▶ **元の文章**:
------------------------------------

ある作業を意識的に何度も繰り返した結果、
それを意識しなくてもできるようになることで、
無意識的な行動、習慣となって自動的に働いてくれるのです。

 

インキュベーションの生みの親であるポアンカレも、
数学者として日々、数学について考え続けていた。

 

だからこそ、数学的な思考が習慣となって、
無意識が自動的にアイディアを発想し、
画期的な発見の元になったのです。

 

習慣化するほどあることを考えるという行動が、
アイディアを生み出すための前提条件になる

 

このことは覚えておいてください。

 

インキュベーション実践の3ステップ

 

アイディアを生み出すに足る材料と思考。
2つが揃えばあとは実践するだけです。

 

前提条件さえ満たしていればインキュベーション自体は、
単純で簡単に実践できる行動しかありません。

 

以下の3ステップでインキュベーションを実践してみましょう。

 

  1. どのようなアイディアを生み出したいかを明確にする
  2. 生み出したいアイディアについて意識的にとことん考える
  3. 意識をずらしてアイディアに関してはリラックスする

 

どのようなアイディアを生み出したいかを明確にする

 

まず、自分がどのようなアイディアを生み出したいのか?
なぜそのようなアイディアが必要なのかなどなど。

 

アイディアを生み出したい目標や動機などを明確にしましょう。

 

良いアイディアを生み出したいのにうまくいかないという場合、
創造力云々以前に生み出したいアイディアについて、
ぼやけて曖昧なゴールしか考えていないことが多いです。

 

最終ゴールがきちんとできてないとそこにたどり着けないので、
アイディアのゴールを自分でまずは決めておきましょう。

 

生み出したいアイディアについて意識的にとことん考える

 

目標が定まったら意識的に、徹底的にアイディアについて考える。

 

関係ありそうな知識を仕入れたり、実際に経験してみたり、
紙などに自分の思考の流れを書いてみたりなどなど。

 

自分が知っているあらゆる方法をもちいて、
アイディアについて徹底的に考えてみてください。

 

人によって、また生み出したいアイディアの目標によっては、
この時点で何かしらのアイディアを思いつくかもしれません。

 

思いつかなければインキュベーションの核でもある、
次のステップに進みましょう。

 

意識をはずしアイディアに関してリラックスする

 

目標は明確になった、それについてとことん考え抜いた。

 

でも、何も良いアイディアを思いつけなかったのなら、
一旦アイディアから意識をはずしリラックスしましょう。

 

忘れても良いぐらいの姿勢で大丈夫です。

 

先ほどお話したように気分も影響するので、
好きなことや面白いことなどををするのも良いですね。

 

アイディアに必要な材料がきちんと揃っているなら、
あとは無意識が勝手に複数の要素を組み合わせて、
最適なアイディアを生み出してくれるでしょう。

------------------------------------

▶ **データ抜粋**:
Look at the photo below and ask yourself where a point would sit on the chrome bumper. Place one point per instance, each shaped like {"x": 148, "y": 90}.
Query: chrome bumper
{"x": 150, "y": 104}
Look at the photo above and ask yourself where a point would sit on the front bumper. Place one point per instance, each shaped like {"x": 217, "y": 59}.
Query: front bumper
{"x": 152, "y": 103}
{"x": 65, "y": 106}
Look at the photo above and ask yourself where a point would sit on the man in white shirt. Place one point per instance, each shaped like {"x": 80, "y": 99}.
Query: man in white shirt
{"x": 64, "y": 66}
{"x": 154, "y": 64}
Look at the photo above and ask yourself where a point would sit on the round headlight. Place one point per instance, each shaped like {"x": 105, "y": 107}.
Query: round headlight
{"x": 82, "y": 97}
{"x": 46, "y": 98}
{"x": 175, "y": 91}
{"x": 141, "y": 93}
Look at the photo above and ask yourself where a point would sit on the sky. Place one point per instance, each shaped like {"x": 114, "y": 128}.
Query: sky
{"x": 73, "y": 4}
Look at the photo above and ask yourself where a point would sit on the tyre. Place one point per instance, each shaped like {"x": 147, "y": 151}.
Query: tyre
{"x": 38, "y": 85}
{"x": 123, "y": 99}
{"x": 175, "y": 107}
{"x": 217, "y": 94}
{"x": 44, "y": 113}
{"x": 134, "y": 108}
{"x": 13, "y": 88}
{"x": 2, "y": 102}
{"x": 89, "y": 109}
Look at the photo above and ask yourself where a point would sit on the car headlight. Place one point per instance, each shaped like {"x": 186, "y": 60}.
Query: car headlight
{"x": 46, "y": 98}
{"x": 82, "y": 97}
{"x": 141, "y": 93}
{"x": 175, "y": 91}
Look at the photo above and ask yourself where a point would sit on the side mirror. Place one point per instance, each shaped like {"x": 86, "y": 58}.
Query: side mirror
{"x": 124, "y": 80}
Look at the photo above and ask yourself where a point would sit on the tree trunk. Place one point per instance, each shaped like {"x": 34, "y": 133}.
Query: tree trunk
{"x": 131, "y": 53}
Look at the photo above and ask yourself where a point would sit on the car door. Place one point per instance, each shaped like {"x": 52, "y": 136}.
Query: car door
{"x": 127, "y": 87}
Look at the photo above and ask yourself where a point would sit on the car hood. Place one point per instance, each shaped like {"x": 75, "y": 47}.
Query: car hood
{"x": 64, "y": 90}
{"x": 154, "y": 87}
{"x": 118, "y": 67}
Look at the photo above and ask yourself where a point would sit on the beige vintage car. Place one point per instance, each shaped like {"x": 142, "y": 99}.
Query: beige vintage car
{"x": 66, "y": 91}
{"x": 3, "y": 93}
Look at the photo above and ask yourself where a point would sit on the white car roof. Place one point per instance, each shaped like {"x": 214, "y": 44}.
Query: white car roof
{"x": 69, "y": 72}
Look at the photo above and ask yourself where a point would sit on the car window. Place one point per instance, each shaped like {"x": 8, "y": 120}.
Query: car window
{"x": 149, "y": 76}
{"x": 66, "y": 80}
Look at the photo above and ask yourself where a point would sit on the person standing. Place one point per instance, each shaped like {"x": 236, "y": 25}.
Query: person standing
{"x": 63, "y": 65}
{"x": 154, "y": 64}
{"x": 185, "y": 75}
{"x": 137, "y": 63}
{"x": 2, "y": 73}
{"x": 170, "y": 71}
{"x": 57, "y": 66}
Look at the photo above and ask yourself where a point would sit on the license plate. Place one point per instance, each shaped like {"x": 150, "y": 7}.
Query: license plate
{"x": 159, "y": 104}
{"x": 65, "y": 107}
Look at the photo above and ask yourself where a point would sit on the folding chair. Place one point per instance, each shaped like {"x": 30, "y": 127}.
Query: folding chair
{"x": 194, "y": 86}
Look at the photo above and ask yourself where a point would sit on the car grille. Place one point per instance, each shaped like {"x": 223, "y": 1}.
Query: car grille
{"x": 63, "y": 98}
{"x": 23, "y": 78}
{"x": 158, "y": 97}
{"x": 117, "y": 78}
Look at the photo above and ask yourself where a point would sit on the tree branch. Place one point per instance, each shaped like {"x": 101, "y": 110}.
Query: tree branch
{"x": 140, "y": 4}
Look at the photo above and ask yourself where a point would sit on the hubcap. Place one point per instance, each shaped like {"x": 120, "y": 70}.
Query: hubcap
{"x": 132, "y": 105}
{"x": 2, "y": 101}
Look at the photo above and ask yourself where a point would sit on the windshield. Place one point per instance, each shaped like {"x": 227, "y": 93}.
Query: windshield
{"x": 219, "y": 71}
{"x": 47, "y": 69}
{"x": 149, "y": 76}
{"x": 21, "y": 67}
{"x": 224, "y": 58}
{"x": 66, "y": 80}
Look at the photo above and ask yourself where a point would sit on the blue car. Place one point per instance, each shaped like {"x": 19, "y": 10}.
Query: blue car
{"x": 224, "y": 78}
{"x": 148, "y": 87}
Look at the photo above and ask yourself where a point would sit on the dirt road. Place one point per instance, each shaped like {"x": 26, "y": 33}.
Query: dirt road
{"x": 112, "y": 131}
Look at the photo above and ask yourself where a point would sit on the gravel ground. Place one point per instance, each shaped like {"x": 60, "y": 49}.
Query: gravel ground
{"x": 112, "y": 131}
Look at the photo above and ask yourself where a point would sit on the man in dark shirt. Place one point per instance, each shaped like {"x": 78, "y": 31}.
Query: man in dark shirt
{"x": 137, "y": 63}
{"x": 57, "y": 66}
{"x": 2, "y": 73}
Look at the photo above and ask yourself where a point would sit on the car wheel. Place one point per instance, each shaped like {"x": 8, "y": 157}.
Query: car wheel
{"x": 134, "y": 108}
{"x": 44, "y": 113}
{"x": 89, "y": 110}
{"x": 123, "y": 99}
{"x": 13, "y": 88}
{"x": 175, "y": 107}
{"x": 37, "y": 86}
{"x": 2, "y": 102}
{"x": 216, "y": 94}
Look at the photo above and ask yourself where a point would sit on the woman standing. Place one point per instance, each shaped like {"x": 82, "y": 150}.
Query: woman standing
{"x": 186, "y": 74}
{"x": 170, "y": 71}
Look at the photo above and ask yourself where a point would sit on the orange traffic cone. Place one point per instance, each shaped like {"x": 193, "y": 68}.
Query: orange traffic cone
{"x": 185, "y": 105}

------------------------------------

▶ **やること**:
a: インキュベーションの文章では、生み出したいアイディアのゴールを最初に自分で決めておくよう勧めていますが、それはなぜですか?1〜3文で説明してください。
b: インキュベーションの文章のうち、「まず、自分がどのようなアイディアを生み出したいのか?」で始まり「ぼやけて曖昧なゴールしか考えていないことが多いです。」で終わる部分を、一字一句変えずにそのまま繰り返してください。

▶ **解答はこちら**:
a: 最終ゴールがきちんとできていないと、そこにたどり着けないからです。良いアイディアを生み出そうとしてうまくいかない場合は、創造力以前に、ぼやけて曖昧なゴールしか考えていないことが多いとされています。

b:
まず、自分がどのようなアイディアを生み出したいのか?
なぜそのようなアイディアが必要なのかなどなど。

 

アイディアを生み出したい目標や動機などを明確にしましょう。

 

良いアイディアを生み出したいのにうまくいかないという場合、
創造力云々以前に生み出したいアイディアについて、
ぼやけて曖昧なゴールしか考えていないことが多いです。